Data to use:
——————————
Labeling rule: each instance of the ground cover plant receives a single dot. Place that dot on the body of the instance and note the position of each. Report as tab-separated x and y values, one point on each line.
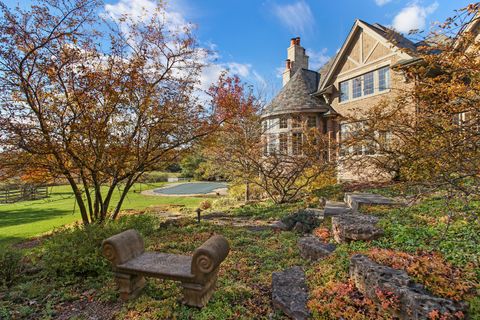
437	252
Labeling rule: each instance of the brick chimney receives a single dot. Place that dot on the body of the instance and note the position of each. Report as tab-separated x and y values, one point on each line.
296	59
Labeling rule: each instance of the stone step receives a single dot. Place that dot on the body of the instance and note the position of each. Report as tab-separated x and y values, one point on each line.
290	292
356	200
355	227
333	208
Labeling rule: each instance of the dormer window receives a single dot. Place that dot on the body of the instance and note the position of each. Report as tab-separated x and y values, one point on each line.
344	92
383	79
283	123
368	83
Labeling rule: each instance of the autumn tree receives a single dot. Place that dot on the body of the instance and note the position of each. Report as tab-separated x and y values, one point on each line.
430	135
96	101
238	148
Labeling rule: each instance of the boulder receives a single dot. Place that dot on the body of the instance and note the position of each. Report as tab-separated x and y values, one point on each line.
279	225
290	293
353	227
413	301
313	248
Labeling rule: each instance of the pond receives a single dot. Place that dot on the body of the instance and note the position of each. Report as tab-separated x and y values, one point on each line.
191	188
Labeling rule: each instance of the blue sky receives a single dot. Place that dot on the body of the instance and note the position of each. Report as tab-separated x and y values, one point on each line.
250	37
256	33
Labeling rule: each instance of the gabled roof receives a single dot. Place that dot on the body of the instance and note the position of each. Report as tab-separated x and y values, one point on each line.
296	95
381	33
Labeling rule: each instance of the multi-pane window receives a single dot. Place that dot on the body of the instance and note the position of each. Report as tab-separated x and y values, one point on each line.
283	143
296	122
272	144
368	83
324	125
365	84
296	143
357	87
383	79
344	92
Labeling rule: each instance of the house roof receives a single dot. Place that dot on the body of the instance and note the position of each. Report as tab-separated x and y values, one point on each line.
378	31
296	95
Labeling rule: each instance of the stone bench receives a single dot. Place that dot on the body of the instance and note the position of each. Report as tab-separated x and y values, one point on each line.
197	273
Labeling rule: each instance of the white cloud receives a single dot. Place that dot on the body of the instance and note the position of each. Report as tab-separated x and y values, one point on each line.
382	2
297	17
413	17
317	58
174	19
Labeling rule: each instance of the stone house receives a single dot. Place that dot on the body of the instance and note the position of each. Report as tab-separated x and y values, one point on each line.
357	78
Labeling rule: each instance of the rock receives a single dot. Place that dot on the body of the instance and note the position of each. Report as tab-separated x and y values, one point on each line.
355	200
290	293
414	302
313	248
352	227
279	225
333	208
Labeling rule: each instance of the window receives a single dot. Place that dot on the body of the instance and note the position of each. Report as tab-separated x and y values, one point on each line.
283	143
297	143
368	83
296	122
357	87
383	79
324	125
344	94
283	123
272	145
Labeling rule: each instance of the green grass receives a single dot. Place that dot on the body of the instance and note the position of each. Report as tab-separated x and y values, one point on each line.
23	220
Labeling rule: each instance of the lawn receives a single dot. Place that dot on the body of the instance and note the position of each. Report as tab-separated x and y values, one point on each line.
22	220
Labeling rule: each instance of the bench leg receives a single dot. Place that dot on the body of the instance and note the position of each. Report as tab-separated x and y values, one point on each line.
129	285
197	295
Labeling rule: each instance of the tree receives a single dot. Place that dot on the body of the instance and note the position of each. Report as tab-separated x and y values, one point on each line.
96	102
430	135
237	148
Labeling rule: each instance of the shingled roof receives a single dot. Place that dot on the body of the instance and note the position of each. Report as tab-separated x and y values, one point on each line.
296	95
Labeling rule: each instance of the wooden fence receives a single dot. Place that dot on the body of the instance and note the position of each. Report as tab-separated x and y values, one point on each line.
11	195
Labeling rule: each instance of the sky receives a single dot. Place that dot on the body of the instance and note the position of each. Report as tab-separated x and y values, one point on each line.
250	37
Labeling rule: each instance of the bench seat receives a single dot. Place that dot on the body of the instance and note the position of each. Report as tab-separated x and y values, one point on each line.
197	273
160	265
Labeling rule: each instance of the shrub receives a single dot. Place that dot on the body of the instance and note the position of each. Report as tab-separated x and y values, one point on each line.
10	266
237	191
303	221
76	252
——————————
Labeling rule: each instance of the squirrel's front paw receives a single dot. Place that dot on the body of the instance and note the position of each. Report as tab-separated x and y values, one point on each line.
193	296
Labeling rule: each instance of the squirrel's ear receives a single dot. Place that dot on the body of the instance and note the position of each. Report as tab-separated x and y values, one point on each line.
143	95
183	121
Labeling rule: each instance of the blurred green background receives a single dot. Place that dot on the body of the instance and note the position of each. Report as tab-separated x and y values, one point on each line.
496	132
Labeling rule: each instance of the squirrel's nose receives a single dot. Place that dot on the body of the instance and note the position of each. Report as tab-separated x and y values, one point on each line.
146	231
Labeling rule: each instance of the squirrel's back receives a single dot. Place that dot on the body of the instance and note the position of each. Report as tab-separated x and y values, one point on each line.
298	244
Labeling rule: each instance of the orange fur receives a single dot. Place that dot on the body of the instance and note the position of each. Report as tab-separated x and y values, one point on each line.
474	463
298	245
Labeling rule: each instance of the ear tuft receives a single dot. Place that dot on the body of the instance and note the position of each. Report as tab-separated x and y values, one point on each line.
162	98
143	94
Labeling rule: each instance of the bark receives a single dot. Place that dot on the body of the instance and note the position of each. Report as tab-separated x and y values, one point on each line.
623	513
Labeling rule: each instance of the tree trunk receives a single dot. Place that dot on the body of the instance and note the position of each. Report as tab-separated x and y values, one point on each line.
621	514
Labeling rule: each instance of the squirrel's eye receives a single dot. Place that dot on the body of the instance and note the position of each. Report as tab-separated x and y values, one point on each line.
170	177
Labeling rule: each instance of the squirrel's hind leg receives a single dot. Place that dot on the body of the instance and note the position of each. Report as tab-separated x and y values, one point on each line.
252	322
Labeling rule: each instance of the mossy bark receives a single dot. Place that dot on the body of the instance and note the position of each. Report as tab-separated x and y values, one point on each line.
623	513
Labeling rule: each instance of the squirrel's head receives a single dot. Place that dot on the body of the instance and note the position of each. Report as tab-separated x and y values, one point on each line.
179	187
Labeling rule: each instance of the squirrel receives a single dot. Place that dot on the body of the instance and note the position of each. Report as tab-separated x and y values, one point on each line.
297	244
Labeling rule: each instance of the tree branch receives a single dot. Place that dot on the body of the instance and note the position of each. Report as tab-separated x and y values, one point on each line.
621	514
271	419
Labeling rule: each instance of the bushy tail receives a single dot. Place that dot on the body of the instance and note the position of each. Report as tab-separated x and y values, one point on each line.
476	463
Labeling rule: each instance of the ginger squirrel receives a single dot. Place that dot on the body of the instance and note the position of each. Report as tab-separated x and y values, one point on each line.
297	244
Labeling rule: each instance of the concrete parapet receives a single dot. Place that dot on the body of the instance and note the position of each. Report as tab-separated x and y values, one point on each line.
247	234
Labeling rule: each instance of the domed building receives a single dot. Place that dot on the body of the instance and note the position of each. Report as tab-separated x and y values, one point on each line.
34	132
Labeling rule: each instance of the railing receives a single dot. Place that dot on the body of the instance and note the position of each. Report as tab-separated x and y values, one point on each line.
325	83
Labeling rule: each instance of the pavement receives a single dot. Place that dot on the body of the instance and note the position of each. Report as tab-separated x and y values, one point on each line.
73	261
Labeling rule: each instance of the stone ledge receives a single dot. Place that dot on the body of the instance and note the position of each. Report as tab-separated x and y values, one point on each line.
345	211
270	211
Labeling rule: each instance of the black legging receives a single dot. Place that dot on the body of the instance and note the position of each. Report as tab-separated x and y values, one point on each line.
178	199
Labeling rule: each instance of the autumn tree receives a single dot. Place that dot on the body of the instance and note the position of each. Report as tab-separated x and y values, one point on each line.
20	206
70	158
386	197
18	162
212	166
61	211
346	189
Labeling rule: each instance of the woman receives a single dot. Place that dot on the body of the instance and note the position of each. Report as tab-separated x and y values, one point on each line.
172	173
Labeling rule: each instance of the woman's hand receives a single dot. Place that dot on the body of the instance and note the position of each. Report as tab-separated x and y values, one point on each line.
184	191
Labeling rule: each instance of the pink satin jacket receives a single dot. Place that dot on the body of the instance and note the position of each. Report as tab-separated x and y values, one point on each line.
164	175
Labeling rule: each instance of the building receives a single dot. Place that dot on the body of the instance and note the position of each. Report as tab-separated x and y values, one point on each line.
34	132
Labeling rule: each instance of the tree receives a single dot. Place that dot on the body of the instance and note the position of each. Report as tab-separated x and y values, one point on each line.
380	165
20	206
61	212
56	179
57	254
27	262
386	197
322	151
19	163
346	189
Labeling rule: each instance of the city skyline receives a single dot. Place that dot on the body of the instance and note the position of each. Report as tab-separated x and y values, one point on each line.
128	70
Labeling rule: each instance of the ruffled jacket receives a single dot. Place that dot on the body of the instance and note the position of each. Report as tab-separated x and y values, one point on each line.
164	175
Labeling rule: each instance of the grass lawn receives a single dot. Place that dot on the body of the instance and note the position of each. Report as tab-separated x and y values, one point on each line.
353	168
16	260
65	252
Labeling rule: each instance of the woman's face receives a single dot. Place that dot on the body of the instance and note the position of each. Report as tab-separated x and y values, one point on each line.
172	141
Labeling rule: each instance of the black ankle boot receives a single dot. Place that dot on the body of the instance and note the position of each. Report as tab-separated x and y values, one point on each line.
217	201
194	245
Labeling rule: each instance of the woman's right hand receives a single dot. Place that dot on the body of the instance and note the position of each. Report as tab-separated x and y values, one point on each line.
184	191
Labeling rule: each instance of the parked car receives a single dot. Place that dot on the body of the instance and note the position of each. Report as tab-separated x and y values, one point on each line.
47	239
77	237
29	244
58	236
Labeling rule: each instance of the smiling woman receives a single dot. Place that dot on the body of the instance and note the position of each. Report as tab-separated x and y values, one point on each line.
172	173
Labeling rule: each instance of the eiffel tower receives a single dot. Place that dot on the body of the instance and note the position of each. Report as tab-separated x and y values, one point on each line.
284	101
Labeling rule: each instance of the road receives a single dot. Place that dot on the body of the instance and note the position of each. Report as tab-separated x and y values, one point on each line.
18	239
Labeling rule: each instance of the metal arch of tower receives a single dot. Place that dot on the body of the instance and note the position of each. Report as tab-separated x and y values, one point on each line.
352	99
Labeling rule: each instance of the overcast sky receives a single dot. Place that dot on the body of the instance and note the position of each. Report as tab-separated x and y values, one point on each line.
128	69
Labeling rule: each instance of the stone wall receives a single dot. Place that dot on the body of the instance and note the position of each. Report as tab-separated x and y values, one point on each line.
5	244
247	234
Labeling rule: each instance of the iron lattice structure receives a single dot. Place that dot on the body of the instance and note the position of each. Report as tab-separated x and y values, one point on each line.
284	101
——————————
Task to complete: Copy out every line of the data above that contains the word "green". Case counts.

Completed task:
Labeling rule: each instance of the green grass receives a single dot. Place that dot on the body of the instance and note the position of each. Report as tab-separated x and y values, one point on each line.
Labeling rule: each instance of the blurred green background receives a single dot. Place that dot on the body of the instance and note the position of each. Report as tab-separated x and y values, one point on each line.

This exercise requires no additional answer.